• _Task instructions_:
1) From the parameter handling post, print the stretch from "HollowMarkeD said..." through "Simon Lynch said...".
2) Answer these questions using the parameter handling post:
(a) On what date and at what time was it published?
(b) How many comments does it list?
(c) In what month and year did one of the blog's first posts on duplicate content come out?

• _Page extract_:
Google Webmaster Central Blog - Official news on crawling and indexing sites for the Google index

New parameter handling tool helps with duplicate content issues

Monday, October 05, 2009 at 12:33 PM

Duplicate content has been a hot topic among webmasters and our blog for over three years. One of our first posts on the subject came out in December of '06, and our most recent post was last week. Over the past three years, we've been providing tools and tips to help webmasters control which URLs we crawl and index, including a) use of 301 redirects, b) www vs. non-www preferred domain setting, c) change of address option, and d) rel="canonical".

We're happy to announce another feature to assist with managing duplicate content: parameter handling. Parameter handling allows you to view which parameters Google believes should be ignored or not ignored at crawl time, and to overwrite our suggestions if necessary.

The comments you read here belong only to the person who posted them. We do, however, reserve the right to remove off-topic comments.

24 comments:

HollowMarkeD said...

Great tool to help SEO of a site, particularly if we can't get access to URL rewrites - one question though - what happnes to links pointed at URLs with variables within them? If those variables are ignored, are the links treated like a canonical tag will behave, or are those links just not counted?

Simon Lynch said...

• _Dataset_:
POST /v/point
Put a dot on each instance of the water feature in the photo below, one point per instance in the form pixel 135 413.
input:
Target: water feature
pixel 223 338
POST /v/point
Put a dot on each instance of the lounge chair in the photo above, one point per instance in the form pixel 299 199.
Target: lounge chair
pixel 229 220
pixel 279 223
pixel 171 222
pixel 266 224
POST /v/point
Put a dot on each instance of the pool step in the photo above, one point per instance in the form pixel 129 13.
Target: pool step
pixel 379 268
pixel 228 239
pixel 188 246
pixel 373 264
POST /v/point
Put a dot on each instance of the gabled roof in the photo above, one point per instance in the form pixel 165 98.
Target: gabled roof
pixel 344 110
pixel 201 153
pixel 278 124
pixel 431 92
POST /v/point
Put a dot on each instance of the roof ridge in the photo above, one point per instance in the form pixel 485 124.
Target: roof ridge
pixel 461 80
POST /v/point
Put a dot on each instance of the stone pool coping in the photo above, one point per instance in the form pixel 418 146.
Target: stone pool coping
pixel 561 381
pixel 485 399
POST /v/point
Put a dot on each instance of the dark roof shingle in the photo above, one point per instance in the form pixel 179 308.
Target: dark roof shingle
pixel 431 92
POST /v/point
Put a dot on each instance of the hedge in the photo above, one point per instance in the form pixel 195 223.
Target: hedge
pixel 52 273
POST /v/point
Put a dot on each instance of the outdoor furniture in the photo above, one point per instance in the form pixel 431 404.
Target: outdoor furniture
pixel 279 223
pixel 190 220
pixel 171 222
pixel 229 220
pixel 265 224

--

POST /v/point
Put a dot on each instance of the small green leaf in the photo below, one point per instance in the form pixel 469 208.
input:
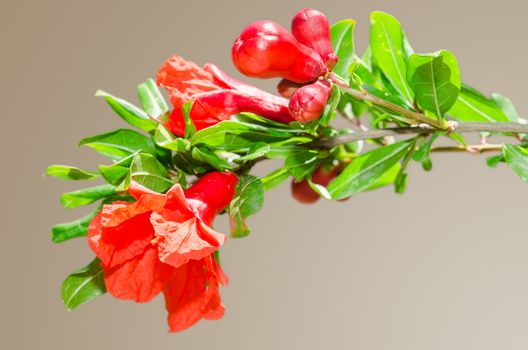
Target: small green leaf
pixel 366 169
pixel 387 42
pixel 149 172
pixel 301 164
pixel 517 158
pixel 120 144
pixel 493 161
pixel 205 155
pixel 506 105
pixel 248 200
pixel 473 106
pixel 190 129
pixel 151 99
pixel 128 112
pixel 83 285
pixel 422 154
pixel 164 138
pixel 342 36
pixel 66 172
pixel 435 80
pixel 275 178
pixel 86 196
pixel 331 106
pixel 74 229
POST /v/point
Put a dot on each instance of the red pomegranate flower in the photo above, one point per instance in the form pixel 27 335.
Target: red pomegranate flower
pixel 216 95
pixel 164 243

--

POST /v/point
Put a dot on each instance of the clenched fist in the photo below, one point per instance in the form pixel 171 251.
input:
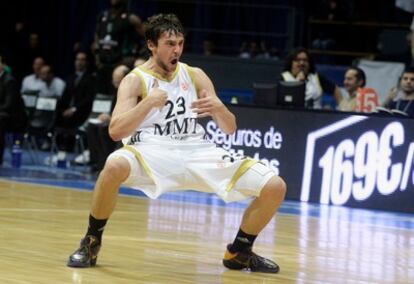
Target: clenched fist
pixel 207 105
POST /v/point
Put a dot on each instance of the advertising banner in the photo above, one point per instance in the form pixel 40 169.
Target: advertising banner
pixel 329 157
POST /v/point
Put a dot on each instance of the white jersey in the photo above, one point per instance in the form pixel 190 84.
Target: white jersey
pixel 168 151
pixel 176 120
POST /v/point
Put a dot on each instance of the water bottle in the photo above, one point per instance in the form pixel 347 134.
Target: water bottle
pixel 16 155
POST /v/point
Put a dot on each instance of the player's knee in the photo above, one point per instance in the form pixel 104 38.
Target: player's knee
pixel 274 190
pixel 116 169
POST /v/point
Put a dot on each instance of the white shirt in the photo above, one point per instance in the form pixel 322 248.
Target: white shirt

• _Answers to the tasks_:
1)
HollowMarkeD said...

Great tool to help SEO of a site, particularly if we can't get access to URL rewrites - one question though - what happnes to links pointed at URLs with variables within them? If those variables are ignored, are the links treated like a canonical tag will behave, or are those links just not counted?

Simon Lynch said...

2)
(a) Monday, October 05, 2009 at 12:33 PM
(b) 24
(c) December of '06